> Problem:
What you return must match the entries word for word, minus the pictures.

> Records provided:

* * *

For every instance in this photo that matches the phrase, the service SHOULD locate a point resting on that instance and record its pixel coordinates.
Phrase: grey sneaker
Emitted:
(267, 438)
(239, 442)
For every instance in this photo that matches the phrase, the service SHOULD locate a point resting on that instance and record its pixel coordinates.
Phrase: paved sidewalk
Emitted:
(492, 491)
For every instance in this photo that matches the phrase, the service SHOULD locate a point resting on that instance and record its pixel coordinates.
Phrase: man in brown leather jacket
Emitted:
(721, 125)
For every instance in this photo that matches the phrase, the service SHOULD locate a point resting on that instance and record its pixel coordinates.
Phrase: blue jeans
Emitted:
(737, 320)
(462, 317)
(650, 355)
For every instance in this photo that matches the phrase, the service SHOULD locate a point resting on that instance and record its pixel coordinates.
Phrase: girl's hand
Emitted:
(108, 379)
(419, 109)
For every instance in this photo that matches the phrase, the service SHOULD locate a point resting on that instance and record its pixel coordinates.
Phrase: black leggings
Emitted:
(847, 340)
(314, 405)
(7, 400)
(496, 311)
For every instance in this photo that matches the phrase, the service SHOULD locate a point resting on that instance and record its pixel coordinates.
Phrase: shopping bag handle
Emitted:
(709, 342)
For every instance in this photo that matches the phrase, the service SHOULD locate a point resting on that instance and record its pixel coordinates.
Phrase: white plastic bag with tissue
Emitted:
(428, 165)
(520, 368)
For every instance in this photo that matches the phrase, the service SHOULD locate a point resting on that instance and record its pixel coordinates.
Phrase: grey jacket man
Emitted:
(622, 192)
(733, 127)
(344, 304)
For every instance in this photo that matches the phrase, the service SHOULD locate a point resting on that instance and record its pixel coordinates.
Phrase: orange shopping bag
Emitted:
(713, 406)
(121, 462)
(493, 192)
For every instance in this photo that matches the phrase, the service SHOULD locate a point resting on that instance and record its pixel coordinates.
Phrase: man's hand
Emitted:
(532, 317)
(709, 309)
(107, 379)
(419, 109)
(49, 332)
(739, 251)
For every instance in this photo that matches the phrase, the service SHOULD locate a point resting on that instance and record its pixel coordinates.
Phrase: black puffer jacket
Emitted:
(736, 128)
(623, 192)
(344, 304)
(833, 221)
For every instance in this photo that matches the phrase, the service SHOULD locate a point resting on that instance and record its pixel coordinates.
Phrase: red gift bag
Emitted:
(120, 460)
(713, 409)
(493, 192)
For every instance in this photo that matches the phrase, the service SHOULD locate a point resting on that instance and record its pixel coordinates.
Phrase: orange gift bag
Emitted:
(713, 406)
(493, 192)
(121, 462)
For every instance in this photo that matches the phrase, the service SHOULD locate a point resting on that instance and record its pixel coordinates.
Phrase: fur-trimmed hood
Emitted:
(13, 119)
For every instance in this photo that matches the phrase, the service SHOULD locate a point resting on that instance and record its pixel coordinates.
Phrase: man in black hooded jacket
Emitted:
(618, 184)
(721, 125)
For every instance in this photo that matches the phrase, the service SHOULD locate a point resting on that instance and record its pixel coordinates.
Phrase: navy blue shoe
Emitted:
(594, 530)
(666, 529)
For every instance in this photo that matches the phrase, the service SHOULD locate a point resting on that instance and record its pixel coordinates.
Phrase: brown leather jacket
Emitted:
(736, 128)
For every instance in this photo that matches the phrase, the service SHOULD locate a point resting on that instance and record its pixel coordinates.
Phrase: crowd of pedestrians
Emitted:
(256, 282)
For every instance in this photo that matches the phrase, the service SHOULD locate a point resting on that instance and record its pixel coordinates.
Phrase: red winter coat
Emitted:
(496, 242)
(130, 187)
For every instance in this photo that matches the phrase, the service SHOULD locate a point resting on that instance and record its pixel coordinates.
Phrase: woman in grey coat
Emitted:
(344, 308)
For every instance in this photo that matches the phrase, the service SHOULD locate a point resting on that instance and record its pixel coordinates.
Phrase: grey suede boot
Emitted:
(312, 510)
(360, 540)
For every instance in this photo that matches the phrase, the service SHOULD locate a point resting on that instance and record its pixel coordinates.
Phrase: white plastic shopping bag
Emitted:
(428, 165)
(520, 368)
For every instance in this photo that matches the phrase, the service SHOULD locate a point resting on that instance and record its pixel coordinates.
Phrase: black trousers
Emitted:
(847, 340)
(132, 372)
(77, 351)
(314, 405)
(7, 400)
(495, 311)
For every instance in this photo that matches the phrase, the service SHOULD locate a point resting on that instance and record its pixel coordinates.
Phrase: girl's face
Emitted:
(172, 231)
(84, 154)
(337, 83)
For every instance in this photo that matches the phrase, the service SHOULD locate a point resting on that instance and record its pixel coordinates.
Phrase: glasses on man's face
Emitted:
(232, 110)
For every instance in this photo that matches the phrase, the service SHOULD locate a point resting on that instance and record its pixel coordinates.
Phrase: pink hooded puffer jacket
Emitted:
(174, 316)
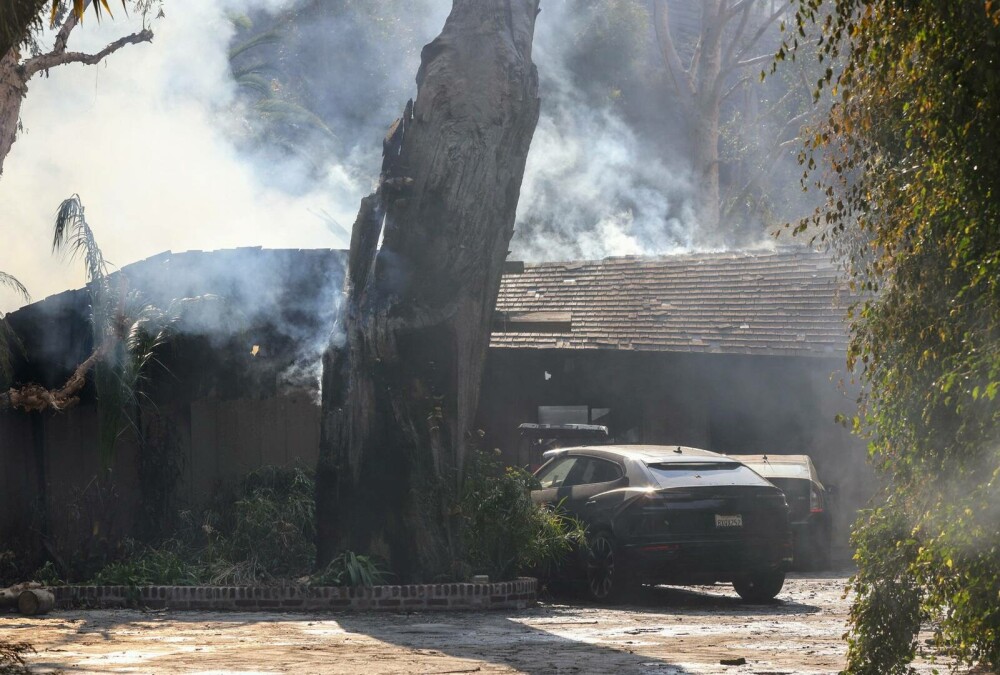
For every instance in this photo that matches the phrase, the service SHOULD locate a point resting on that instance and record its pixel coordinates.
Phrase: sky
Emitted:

* * *

> Response to this exercise:
For every instance in this photo that matches the phrase, the service SHOULD locate a point resting on that instance and record its pixel coordinates.
Phrase: grey sneaker
Emitted:
(267, 438)
(239, 442)
For every instance in this photo that matches the phrase, the service SHOULD locate a point resting on that instance and record its pixel coordinates.
Phrase: paved sidewalk
Emitted:
(492, 491)
For every instance in this photo that matches the phrase, the service SHOULD locate a point resting on that instance and record its pixel coordinates.
Phrase: man in brown leather jacket
Emitted:
(721, 125)
For every instance in this photo that matches the phrase, the service SHOULD locate a point resting on that instance and record its pixel coordinates.
Phrase: blue jeans
Emitted:
(737, 320)
(462, 317)
(650, 355)
For every instance in this photo that matches the phrase, the service SHOULD locate a point resting on that instance and record its pixel coordinates.
Phrase: girl's hand
Emitted:
(108, 379)
(419, 109)
For every instance in this photo that matches the phrase, the service SHOULD locate a point resting on that instance and record its pixel coordinates.
Phrase: black leggings
Emitted:
(847, 340)
(314, 405)
(7, 400)
(496, 311)
For every instance in this photo that matches the phrase, the service SHOULD locate a point resting on that instance and record its pixel coordinates.
Phrase: shopping bag handle
Emitted:
(709, 342)
For every instance in this photo that matches the phrase, the service SHOULD locate a point resting on that instance and record its pixel coordinates.
Phrase: white plastic bag with tissue
Emitted:
(428, 165)
(520, 368)
For every instance in this photo that matches the phrase, the service SHOULD locate a point resting on that instance and record its pixel coordinates.
Phrase: grey jacket man
Emitted:
(622, 192)
(733, 127)
(344, 304)
For every instance in this photo that matches the phrase, the service SHOULD locate a point resting on that instance and record its pixel coordinates.
Phrase: orange shopping bag
Emitted:
(713, 406)
(121, 462)
(493, 192)
For every instance in this photo that matches the phrase, the service SHOULD locate a point resting on that instance and record its pixel coordinates.
Phrase: man's hand
Emitted:
(532, 317)
(709, 309)
(107, 379)
(419, 109)
(49, 332)
(739, 251)
For every instance in this photo that matches the phrase, the service SHOULD locate a point resting on that instance and record its pixel coordinates.
Phrase: black puffer jacket
Emitted:
(736, 128)
(623, 192)
(344, 304)
(833, 221)
For every instance in this photo that matches the phrase, the service SHOULD locate a point resting on that instance and record its pixel coordinates.
Phrase: red gift bag
Emitted:
(120, 460)
(713, 409)
(493, 192)
For every instance in this photo that matches the phrase, the service SHOULD locate a point resting on that instance and record its pixel coordinates.
Phrase: orange gift bag
Emitted:
(713, 406)
(493, 192)
(121, 462)
For every instance in this photo that matches the phrase, the service SHOULD locate a point resting on that instance and record its pixel coordinates.
Phrase: fur-trimmed hood
Emitted:
(13, 119)
For every instance in this photo that matches the phrase, the service SHOULD locate a point resting on that instance and record its pixel coordinates.
Phrase: man in black hooded jacket
Emitted:
(618, 184)
(721, 125)
For every instance in this photo that matches the phrase, the service SHOULD locate a point resting on that instance and record its pixel coordinates.
Phrase: navy blue shoe
Emitted:
(594, 530)
(666, 529)
For every instance in this photo that matches the phrase, the service SHOULD locate a point resting on that instance and record its pixel coordinates.
Phrase: brown leather jacket
Emitted:
(736, 128)
For every instance in this photo that matches the phrase, the service SHOULD locate a point resting on that instance and record its pixel coordinates.
Phrase: crowd of pedestrians
Emitted:
(256, 282)
For every instance in this photo that matches the phrase, the service SHOULD locate a point resting on that instance and record its pixel coordinates.
Phrase: red winter coat
Emitted:
(496, 242)
(130, 187)
For every instance in this photo that matches the phrase, the service SHOULD locate a point resting on that instance and record its pixel coordinates.
Phrase: woman in grey coat
Emitted:
(344, 308)
For every instance in this photo that matches the phrase, the service SHOULD locate a point resting on that instance and record its pixel coordinates.
Phrase: grey suede boot
Emitted:
(312, 510)
(360, 540)
For every instance in this photo that matches the phrase, the service SHOULD locate a point resting on that instance and record its pixel coordinates.
Phrase: white plastic shopping bag
Emitted:
(428, 165)
(520, 368)
For every instance in this photo that matches the phrase, the service SHOULD locate a point resting on that instance and record its pixel coordinates.
Phrase: black trousers
Emitted:
(847, 340)
(132, 372)
(77, 351)
(314, 405)
(7, 400)
(495, 311)
For every instance in this photo that matches the phrase, the service SHOULD locate a point resting on that instance and record its pixel coordinates.
Phrase: girl's face
Emitted:
(172, 231)
(84, 154)
(337, 83)
For every instance in this photo that matches the phrase, the service SHOULD locate a point resting on that instance and record its pixel coordinates.
Phrase: glasses on man's face
Emitted:
(232, 110)
For every instance in this photo that matches the phrase, the service SHOULD locate a point resting on that instance and record its pixel coordinates.
Phrase: pink hooded puffer jacket
Emitted:
(174, 316)
For every instance in this photo that matches the phrase, the service SHOULD locate a point resting on that instance and record its pixel coordinates.
Phrase: sky
Emitted:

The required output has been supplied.